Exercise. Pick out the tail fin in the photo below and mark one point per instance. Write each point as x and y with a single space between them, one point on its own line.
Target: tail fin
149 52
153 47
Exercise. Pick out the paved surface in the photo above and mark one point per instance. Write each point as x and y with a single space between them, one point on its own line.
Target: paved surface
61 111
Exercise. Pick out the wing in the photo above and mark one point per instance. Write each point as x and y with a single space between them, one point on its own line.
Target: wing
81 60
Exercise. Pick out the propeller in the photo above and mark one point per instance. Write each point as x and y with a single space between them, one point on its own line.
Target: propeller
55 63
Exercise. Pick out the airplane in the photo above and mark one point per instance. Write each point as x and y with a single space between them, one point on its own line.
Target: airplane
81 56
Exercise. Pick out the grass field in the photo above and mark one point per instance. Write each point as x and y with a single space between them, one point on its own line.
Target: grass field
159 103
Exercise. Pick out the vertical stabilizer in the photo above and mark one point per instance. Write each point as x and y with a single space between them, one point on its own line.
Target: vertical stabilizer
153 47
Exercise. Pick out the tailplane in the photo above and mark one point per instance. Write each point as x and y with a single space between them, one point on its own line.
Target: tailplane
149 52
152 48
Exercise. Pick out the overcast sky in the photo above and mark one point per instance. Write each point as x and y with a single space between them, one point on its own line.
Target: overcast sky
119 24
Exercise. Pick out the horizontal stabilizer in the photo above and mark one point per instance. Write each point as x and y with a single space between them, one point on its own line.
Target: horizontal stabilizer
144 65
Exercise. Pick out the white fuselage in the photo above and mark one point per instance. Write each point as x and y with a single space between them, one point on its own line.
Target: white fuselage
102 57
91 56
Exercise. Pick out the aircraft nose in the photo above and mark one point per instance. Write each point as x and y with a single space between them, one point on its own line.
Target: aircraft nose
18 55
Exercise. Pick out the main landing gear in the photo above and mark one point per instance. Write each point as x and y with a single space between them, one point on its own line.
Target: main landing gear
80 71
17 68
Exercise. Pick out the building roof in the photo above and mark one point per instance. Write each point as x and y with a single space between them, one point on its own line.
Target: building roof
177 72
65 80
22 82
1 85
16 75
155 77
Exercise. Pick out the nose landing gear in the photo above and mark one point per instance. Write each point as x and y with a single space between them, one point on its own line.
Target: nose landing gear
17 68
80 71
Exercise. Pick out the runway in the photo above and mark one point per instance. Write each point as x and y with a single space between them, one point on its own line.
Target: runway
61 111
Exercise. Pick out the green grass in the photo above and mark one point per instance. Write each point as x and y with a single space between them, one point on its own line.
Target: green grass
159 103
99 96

■ Goal of the exercise
Go through the records above and repeat each one exactly.

■ Response to this exercise
Exercise. Pick out the tail fin in the photo below and mark one point per instance. Write each point as x and y with a single space between them, one point on its own line.
Target: tail fin
149 52
153 47
Exercise. Pick out the paved surface in the photo above and mark one point per instance. Write each point as x and y with a single space between them, one point on its own line.
Target: paved surface
61 111
Exercise. Pick out the wing in the photo above and mark one point per instance. Write each point as x and y with a single space between them, one point on its own line.
Target: wing
81 60
Exercise. Pick out the propeller in the photo above and mark one point per instance. Write each point as x and y with a single space between them, one point on its own line.
Target: propeller
55 63
Exercise. Pick out the airplane in the photo above and mark one point per instance. Write each point as x and y with a single space between them, one point on its own line.
Target: airplane
81 56
Exercise. Pick out the grass field in the photo above and mark one point per instance. Write each point as x and y with a single space between them, one point on its own line.
Target: grass field
159 103
Exercise. Pick out the vertical stabilizer in the photo above and mark one point per instance. Write each point as x and y with a single space between them, one point on its own line.
Target: vertical stabilizer
153 47
Exercise. Pick out the tailplane in the photo above and mark one point per instance. Write each point as x and y with a single space between them, one point on its own line.
Target: tailplane
149 52
152 48
Exercise. Pick out the overcast sky in the photo above and mark one point per instance. Write each point as x and y with a single space between them, one point on its own line.
Target: overcast sky
119 24
Exercise. Pick out the horizontal stabilizer in the photo above and mark one point per instance. Write each point as x and y with a single space between them, one point on its own line.
Target: horizontal stabilizer
144 65
Exercise. Pick out the white fuselage in the photo above and mark one point per instance. Write each point as x and y with a single space between them, one point on its own line.
Target: white fuselage
102 57
91 56
Exercise. Pick out the aircraft nose in the photo above and mark one point per instance. Write each point as x and y with a single space between them, one point on its own line.
Target: aircraft nose
18 55
Exercise. Pick out the main landing gear in the photo above and mark one point per instance. Write each point as x and y with a single space between them, one point on its own line.
Target: main landing gear
80 71
17 68
Exercise. Pick out the building roof in the photo above and mark one point per instance. Write each point as x and y with a single space between them, one point on its own line.
Target: building roof
177 72
65 80
22 82
1 85
16 75
155 77
Exercise. Pick out the nose landing gear in the photo above and mark one point per instance. Write each point as x and y with a single space between them, one point on its own line.
Target: nose landing gear
17 68
80 71
Exercise. Pick out the runway in the photo above and mark one point per instance. Write each point as x and y with a single space between them, one point on its own line.
Target: runway
61 111
Exercise. Pick out the green grass in the photo above and mark one point per instance. Write each point as x and y with a single space between them, one point on its own line.
Target: green grass
159 103
99 96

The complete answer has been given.